> [Directions] Exact copy, no pictures: reproduce every record below as it stands.

(Dataset records)

======

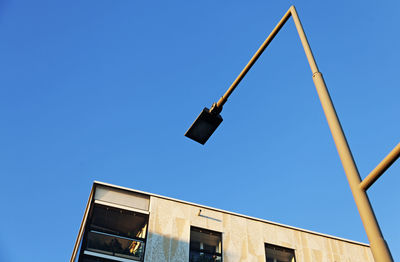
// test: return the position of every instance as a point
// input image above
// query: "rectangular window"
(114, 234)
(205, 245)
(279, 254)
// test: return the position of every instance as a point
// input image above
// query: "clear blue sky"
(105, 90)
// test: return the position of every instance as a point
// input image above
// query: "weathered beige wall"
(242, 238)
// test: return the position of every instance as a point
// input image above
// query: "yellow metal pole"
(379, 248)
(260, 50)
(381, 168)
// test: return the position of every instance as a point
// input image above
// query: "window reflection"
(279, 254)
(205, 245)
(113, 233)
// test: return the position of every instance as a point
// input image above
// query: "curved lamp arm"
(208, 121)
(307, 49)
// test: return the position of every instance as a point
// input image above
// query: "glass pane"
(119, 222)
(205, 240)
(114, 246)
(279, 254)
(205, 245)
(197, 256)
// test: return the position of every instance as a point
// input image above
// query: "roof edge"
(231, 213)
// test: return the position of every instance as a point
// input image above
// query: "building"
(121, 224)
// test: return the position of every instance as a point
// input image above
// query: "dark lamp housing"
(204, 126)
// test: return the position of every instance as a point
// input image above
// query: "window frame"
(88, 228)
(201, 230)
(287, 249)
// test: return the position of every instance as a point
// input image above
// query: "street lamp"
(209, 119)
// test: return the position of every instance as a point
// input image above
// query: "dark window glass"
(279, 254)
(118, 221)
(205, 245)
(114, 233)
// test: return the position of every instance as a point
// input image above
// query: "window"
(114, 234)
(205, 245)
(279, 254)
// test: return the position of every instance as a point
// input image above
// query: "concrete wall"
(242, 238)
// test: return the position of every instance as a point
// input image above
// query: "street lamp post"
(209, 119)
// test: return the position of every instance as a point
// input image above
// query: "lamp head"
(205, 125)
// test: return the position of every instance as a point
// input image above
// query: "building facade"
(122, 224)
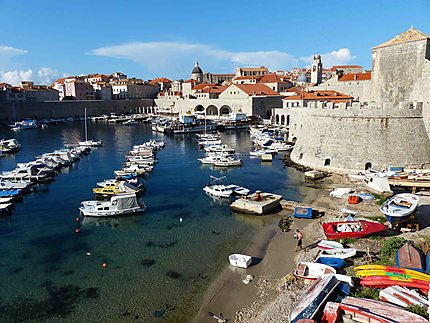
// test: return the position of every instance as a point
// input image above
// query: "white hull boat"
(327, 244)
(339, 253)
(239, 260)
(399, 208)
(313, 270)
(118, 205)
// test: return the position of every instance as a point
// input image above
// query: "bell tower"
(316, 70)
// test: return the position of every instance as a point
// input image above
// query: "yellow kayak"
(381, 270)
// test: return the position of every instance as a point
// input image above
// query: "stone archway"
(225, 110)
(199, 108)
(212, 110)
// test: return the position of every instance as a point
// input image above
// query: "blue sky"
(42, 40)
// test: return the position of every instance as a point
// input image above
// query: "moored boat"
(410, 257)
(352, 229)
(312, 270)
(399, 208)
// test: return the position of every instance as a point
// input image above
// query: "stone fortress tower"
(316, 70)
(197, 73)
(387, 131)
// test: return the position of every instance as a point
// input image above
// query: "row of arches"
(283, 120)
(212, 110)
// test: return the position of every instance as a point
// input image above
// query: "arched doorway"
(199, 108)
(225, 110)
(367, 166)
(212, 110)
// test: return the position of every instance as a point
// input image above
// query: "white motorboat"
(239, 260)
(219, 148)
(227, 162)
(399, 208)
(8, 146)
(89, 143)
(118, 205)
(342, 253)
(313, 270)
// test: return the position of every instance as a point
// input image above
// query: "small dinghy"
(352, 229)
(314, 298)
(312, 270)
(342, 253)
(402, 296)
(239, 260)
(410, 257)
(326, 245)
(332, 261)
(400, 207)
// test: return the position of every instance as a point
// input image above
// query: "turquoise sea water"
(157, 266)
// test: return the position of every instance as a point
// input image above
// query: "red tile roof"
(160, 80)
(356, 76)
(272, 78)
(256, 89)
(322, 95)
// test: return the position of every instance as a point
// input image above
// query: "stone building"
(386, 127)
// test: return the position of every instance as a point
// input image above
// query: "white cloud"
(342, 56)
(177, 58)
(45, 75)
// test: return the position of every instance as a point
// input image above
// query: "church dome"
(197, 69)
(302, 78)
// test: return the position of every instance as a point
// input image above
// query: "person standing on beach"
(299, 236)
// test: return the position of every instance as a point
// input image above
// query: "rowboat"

======

> [Written solution]
// test: return the position of every instance as a point
// input image above
// query: "rectangular window"
(114, 234)
(205, 245)
(279, 254)
// test: return the position of every instance as a point
// input image above
// query: "clear blue sky"
(105, 90)
// test: return the position of every instance as a point
// input image above
// query: "weathered beige wall"
(242, 238)
// test: return the position of every instance as a point
// input image above
// query: "yellow metal pole"
(379, 248)
(260, 50)
(381, 168)
// test: return the position of every instance as a point
// input image above
// query: "window reflection"
(279, 254)
(205, 245)
(113, 233)
// test: return the position of every instance as a point
// input image above
// query: "curved lamp arm"
(208, 121)
(307, 49)
// test: return the position of every instance as a point
// input image above
// query: "glass pane"
(119, 222)
(205, 240)
(114, 246)
(279, 254)
(205, 245)
(197, 256)
// test: return the position of every instance as a point
// input image above
// query: "roof edge"
(231, 213)
// test: return the position of every instance as a point
// input image above
// query: "building"
(121, 224)
// test: return the position of every instance as a point
// input image above
// query: "dark lamp housing"
(204, 126)
// test: return the position of every instance as a point
// input image above
// query: "window frame"
(88, 228)
(201, 230)
(287, 249)
// test: return the position of every instance as a point
// input image above
// query: "street lamp"
(209, 119)
// test: return the position of every instance as a point
// input image above
// query: "dark window glass"
(279, 254)
(118, 221)
(205, 245)
(114, 233)
// test: return the position of every instance as a point
// input image above
// query: "window"
(114, 234)
(205, 245)
(279, 254)
// test: return the position of every instance as a point
// input image above
// query: "concrete wall"
(242, 238)
// test: return the position of every instance as a point
// input image above
// query: "street lamp post"
(209, 119)
// test: return the position of every instance as a point
// input image above
// query: "lamp head"
(205, 125)
// test: return the position of every instance as a point
// input image above
// query: "building facade"
(122, 224)
// test: return the position of every instance as a point
// input image above
// query: "white hull boat"
(327, 244)
(339, 253)
(239, 260)
(399, 208)
(313, 270)
(118, 205)
// test: return the position of every instance as a point
// input image above
// query: "bell tower"
(316, 70)
// test: return the position of every instance as a point
// input image above
// query: "yellow kayak"
(381, 270)
// test: return the position of every instance as a point
// input image above
// query: "stone archway"
(225, 110)
(199, 108)
(212, 110)
// test: return the position of every instance as a point
// input image above
// query: "blue sky"
(42, 40)
// test: return the position of every instance as a point
// input image above
// query: "moored boat"
(410, 257)
(352, 229)
(312, 270)
(399, 208)
// test: return the position of every instance as a point
// input image above
// query: "stone fortress tower"
(316, 70)
(197, 73)
(387, 131)
// test: return the position of every instance as a point
// input image above
// query: "row of arches"
(283, 120)
(212, 110)
// test: return the position of every instance as a point
// input image above
// query: "arched doorway"
(199, 108)
(225, 110)
(367, 166)
(212, 110)
// test: return the position of every instance as a point
// input image above
// query: "white motorboat"
(239, 260)
(219, 148)
(227, 162)
(399, 208)
(8, 146)
(89, 143)
(118, 205)
(342, 253)
(313, 270)
// test: return the position of every instance as a point
// input image above
// query: "small dinghy"
(352, 229)
(314, 298)
(312, 270)
(342, 253)
(402, 296)
(239, 260)
(410, 257)
(326, 245)
(332, 261)
(400, 207)
// test: return the position of every instance as a point
// input image above
// query: "turquoise sea water"
(157, 266)
// test: return the position of every instance as a point
// input image above
// query: "red tile roof"
(160, 80)
(356, 76)
(272, 78)
(256, 89)
(322, 95)
// test: return the position of every instance as a point
// input image above
// query: "stone building"
(386, 127)
// test: return the position of every instance as a point
// input image above
// query: "white cloud"
(342, 56)
(177, 58)
(45, 75)
// test: return the position of every instance as a point
// input image above
// query: "church dome"
(197, 69)
(302, 78)
// test: return the position of every instance as a point
// input image above
// query: "person standing on beach"
(299, 236)
// test: return the position of every instance as a point
// input image above
// query: "rowboat"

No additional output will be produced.